[WHAT IS REQUIRED] Format all of the data below as a numbered list, one line per item, with blank lines omitted.
>>>
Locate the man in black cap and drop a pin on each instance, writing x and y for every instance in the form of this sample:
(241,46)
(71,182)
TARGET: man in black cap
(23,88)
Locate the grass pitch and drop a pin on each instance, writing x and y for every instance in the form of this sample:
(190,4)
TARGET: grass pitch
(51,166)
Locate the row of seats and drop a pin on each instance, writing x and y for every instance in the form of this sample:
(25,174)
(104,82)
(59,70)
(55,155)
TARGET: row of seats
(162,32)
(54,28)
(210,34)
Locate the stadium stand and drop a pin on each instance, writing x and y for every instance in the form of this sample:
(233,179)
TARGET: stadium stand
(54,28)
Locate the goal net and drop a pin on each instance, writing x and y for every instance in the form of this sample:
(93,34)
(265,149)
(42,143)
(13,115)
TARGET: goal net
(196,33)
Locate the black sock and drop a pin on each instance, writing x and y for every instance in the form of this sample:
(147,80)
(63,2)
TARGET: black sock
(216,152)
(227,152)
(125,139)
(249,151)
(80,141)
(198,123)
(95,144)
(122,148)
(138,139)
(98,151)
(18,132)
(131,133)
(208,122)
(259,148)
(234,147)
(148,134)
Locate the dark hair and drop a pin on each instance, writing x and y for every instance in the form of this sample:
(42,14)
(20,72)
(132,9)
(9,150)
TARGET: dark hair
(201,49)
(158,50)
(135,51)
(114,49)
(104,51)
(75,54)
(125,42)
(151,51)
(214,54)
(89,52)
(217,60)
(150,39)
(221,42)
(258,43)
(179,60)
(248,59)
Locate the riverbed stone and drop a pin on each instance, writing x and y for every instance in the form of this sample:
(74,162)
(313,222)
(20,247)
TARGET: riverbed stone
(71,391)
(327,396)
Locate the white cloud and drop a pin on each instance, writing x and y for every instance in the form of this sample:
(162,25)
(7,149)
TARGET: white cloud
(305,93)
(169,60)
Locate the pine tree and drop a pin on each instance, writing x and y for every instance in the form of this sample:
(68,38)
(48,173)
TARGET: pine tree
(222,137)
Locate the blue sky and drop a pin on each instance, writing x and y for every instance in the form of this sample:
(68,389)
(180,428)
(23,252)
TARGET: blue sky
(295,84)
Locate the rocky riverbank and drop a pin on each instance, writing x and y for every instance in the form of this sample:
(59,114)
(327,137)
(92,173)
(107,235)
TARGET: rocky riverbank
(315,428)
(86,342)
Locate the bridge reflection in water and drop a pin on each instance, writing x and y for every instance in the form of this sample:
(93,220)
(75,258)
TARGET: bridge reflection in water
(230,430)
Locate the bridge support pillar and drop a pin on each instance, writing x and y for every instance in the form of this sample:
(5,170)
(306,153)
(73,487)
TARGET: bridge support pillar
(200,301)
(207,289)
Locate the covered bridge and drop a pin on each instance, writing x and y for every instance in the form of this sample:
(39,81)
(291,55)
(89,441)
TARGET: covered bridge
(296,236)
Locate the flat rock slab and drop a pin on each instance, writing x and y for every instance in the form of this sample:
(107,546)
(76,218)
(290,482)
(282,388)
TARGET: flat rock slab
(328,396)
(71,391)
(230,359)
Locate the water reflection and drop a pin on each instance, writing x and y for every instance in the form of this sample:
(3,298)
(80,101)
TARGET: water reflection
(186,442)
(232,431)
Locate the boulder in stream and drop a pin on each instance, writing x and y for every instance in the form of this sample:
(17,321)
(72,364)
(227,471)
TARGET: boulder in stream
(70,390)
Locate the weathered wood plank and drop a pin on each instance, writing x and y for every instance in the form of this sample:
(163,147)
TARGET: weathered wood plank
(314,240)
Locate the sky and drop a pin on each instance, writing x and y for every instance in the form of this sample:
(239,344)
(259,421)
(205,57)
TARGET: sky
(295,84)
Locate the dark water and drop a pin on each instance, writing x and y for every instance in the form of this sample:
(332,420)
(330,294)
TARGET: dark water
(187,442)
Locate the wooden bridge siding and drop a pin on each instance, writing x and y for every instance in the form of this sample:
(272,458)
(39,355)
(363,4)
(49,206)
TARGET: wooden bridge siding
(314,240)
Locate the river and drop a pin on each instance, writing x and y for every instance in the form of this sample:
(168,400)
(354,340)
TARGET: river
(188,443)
<<<
[COMPLETED EXERCISE]
1. Locate the man in black cap and drop a pin on each instance, writing x and y for every instance in the form of this sample:
2. (241,46)
3. (71,182)
4. TARGET: man in black cap
5. (23,88)
6. Locate the grass pitch and drop a pin on each instance, writing x and y for every instance in the form of this sample:
7. (190,4)
8. TARGET: grass pitch
9. (51,166)
10. Locate the row of seats and drop a pin on each instance, writing x and y for every instance in the form of this sample:
11. (25,174)
12. (104,82)
13. (59,70)
14. (55,155)
15. TARGET: row of seats
16. (162,32)
17. (54,28)
18. (210,34)
19. Locate the stadium stand and drop a pin on each instance, writing x and y for every instance in the form of this sample:
20. (233,179)
21. TARGET: stadium stand
22. (54,28)
23. Locate the goal net and drop a pin on each instance, writing x and y for every instance in the form of this sample:
24. (93,34)
25. (265,149)
26. (42,143)
27. (13,115)
28. TARGET: goal net
29. (196,33)
30. Locate the black sock and drop a pin on each instance, writing x and y for every instance in the form of this sample:
31. (147,80)
32. (63,2)
33. TARGET: black sock
34. (216,152)
35. (227,152)
36. (125,139)
37. (249,151)
38. (80,141)
39. (198,123)
40. (95,144)
41. (122,148)
42. (138,139)
43. (98,151)
44. (18,132)
45. (131,133)
46. (208,122)
47. (259,148)
48. (234,147)
49. (148,134)
50. Locate the dark hair and drop a pin on each instance, writing x and y for every instance in the form of this sample:
51. (42,14)
52. (20,72)
53. (132,9)
54. (9,150)
55. TARGET: dark hair
56. (201,49)
57. (158,50)
58. (135,51)
59. (114,49)
60. (104,51)
61. (75,54)
62. (125,42)
63. (151,51)
64. (214,54)
65. (89,52)
66. (217,60)
67. (150,39)
68. (221,42)
69. (258,43)
70. (179,60)
71. (248,59)
72. Locate the riverbed stone and drop a pin on each instance, writing x and y for every instance in the form of this sample:
73. (74,162)
74. (313,222)
75. (20,247)
76. TARGET: riverbed stone
77. (71,391)
78. (327,396)
79. Locate the white cloud and drop a pin on each instance, writing x and y for every instance in the form of this sample:
80. (162,25)
81. (7,149)
82. TARGET: white cloud
83. (305,93)
84. (169,60)
85. Locate the pine tree and drop a pin on each instance, writing x and y for every instance in the form of this sample:
86. (68,38)
87. (48,173)
88. TARGET: pine tree
89. (222,137)
90. Locate the blue sky and drop a pin on each instance, writing x and y for every instance in the form of this sample:
91. (68,389)
92. (180,428)
93. (23,252)
94. TARGET: blue sky
95. (295,84)
96. Locate the rocky riverbank and drop a pin on each instance, writing x and y for every instance in the form of this sample:
97. (59,114)
98. (327,137)
99. (92,173)
100. (107,235)
101. TARGET: rocky riverbank
102. (315,428)
103. (86,342)
104. Locate the bridge reflection in water and drop a pin on each instance, writing x and y for every instance in the form of this sample:
105. (93,220)
106. (75,258)
107. TARGET: bridge reflection in water
108. (230,430)
109. Locate the bridge support pillar and drop a pin on each instance, writing x and y for every instance in the form of this sample:
110. (5,170)
111. (306,153)
112. (73,487)
113. TARGET: bridge support pillar
114. (200,301)
115. (207,289)
116. Locate the covered bridge and drop a pin on each instance, writing x and y for every instance in the form of this sample:
117. (39,81)
118. (291,55)
119. (89,441)
120. TARGET: covered bridge
121. (296,236)
122. Locate the flat rock slab and drop a pin on each instance, writing x and y for every instance in the form of this sample:
123. (107,546)
124. (76,218)
125. (290,482)
126. (282,388)
127. TARGET: flat rock slab
128. (328,396)
129. (71,391)
130. (230,359)
131. Locate the water reflection and drop a pin on each instance, writing x and y for every instance in the form of this sample:
132. (3,298)
133. (80,101)
134. TARGET: water reflection
135. (186,442)
136. (232,431)
137. Locate the boulder in stream and drop a pin on each instance, writing x and y for every instance in the form of this sample:
138. (17,321)
139. (72,364)
140. (227,471)
141. TARGET: boulder in stream
142. (70,390)
143. Locate the weathered wood plank and drop a pin on each instance, writing x and y for every instance in the form of this sample:
144. (163,147)
145. TARGET: weathered wood plank
146. (314,240)
147. Locate the sky and drop a pin on each instance, writing x and y for every instance in the form of this sample:
148. (239,344)
149. (259,421)
150. (205,57)
151. TARGET: sky
152. (295,84)
153. Locate the dark water and drop a pin on each instance, writing x and y for every instance in the form of this sample:
154. (332,420)
155. (330,294)
156. TARGET: dark water
157. (187,442)
158. Locate the wooden bridge siding and drop a pin on each instance, writing x and y for every instance in the form of this sample:
159. (272,458)
160. (39,355)
161. (363,4)
162. (49,206)
163. TARGET: wooden bridge siding
164. (314,240)
165. Locate the river and drop a pin on each instance, writing x and y for every instance in the form of this sample:
166. (168,400)
167. (354,340)
168. TARGET: river
169. (188,443)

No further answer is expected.